- **TASK BRIEF**
Each line of the listing below that includes "glass" must be copied.

- **RECORDS SHOWN**
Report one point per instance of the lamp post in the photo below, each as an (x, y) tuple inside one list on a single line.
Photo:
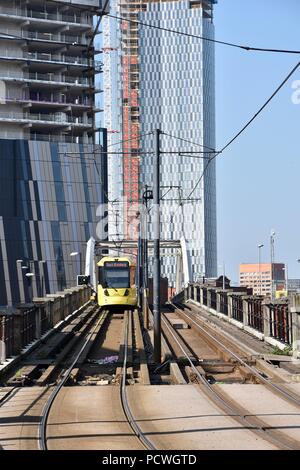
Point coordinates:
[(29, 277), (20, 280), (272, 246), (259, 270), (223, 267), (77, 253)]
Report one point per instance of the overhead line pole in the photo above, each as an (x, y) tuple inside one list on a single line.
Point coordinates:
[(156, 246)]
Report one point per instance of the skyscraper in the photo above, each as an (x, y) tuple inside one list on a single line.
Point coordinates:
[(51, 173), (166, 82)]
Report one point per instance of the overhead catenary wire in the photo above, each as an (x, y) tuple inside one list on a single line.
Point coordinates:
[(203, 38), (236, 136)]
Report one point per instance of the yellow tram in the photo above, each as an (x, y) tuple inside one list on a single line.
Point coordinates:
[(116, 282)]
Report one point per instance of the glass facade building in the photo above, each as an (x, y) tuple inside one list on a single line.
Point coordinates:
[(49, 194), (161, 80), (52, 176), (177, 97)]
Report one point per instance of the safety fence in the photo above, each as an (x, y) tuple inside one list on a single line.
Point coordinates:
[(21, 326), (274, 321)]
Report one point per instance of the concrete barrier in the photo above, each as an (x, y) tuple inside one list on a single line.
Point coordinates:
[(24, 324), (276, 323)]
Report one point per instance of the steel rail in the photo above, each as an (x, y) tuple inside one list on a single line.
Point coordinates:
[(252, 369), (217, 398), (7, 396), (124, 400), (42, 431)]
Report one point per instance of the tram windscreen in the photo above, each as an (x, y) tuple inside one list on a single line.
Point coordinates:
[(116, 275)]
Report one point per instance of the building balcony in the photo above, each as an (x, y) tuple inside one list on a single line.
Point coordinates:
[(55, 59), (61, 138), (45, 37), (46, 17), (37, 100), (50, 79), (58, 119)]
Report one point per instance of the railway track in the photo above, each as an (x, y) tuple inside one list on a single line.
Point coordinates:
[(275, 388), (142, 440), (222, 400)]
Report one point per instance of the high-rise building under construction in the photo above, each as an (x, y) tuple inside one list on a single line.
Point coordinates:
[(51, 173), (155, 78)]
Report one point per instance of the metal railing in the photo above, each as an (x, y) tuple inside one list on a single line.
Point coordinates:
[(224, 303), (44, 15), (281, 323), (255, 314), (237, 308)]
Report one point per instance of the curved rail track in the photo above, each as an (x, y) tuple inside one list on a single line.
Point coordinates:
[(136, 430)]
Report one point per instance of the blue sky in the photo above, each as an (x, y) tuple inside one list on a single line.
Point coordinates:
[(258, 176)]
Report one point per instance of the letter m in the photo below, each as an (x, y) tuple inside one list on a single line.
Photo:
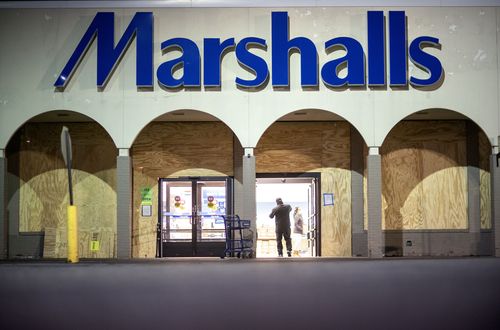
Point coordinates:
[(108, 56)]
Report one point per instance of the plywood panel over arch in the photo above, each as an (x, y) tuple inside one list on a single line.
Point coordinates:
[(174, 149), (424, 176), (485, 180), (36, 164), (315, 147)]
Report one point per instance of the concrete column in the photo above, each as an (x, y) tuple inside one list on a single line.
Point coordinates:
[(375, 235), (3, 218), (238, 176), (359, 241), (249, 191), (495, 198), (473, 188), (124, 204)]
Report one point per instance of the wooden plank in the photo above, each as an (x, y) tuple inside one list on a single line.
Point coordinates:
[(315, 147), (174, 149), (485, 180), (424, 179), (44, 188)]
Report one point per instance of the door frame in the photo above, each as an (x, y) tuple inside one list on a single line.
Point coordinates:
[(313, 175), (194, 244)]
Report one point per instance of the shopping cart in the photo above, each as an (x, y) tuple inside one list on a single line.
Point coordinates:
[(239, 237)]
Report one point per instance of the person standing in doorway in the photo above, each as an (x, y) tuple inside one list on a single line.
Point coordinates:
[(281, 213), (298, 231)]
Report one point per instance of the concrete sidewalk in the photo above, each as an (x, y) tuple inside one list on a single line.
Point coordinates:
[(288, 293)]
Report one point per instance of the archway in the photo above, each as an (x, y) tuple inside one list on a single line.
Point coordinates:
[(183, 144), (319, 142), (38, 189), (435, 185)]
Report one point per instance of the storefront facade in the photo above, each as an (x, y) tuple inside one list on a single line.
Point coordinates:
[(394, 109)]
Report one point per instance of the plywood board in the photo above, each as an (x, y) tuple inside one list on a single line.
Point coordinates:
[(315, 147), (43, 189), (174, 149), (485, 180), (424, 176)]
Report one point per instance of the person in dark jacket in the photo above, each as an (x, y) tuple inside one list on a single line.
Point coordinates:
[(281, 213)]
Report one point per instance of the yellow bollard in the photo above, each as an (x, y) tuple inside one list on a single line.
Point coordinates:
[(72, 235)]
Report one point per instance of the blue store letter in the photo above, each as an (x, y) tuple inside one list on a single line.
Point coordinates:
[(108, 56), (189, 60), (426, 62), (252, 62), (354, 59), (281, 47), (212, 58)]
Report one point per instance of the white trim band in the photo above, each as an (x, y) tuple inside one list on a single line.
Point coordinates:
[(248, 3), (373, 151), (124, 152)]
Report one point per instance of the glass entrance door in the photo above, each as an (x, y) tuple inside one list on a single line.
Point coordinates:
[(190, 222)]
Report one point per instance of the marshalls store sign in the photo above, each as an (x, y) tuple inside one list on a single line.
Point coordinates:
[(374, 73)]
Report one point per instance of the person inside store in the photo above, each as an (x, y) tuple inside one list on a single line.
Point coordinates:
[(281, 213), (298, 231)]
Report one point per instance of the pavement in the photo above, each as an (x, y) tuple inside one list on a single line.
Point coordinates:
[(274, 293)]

- **ANSWER BOX**
Report one point per instance of the glass facade building in the photo above, each as an (x, y) tuple inside one list on a single line.
Report one point per instance of the glass entrance door in the photo above, each as an (x, y) tuple inside one list on a single line.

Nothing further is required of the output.